• TASK PROMPT
Scan the records for lines with the string "point". Say how many there are, and add nothing.

• RECORD EXCERPTS
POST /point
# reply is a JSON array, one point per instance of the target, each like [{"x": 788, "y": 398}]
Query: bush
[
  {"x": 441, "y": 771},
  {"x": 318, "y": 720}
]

• EXPECTED ANSWER
2